STATED TASK
Copy out the data below, swapping each "instance" for "occurrence" and leaving everything else unchanged.

ENTRIES PROVIDED
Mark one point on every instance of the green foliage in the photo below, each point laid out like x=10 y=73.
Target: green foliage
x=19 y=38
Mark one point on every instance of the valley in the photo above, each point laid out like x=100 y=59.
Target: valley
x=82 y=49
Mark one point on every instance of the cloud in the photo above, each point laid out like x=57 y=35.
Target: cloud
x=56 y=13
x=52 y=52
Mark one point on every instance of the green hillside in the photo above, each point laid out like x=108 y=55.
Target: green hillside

TASK ANSWER
Mark one point on every occurrence of the green foliage in the photo below, each point laid out like x=10 y=73.
Target: green foliage
x=19 y=38
Mark one point on every occurrence of the valley in the photo above, each point laid out like x=100 y=59.
Target: valley
x=82 y=49
Mark one point on every occurrence of the cloud in the photo above, each point laid out like x=57 y=35.
Target: cloud
x=56 y=13
x=52 y=52
Mark one point on every occurrence of the green hillside in the photo above, each point laid out like x=108 y=55.
Target: green hillside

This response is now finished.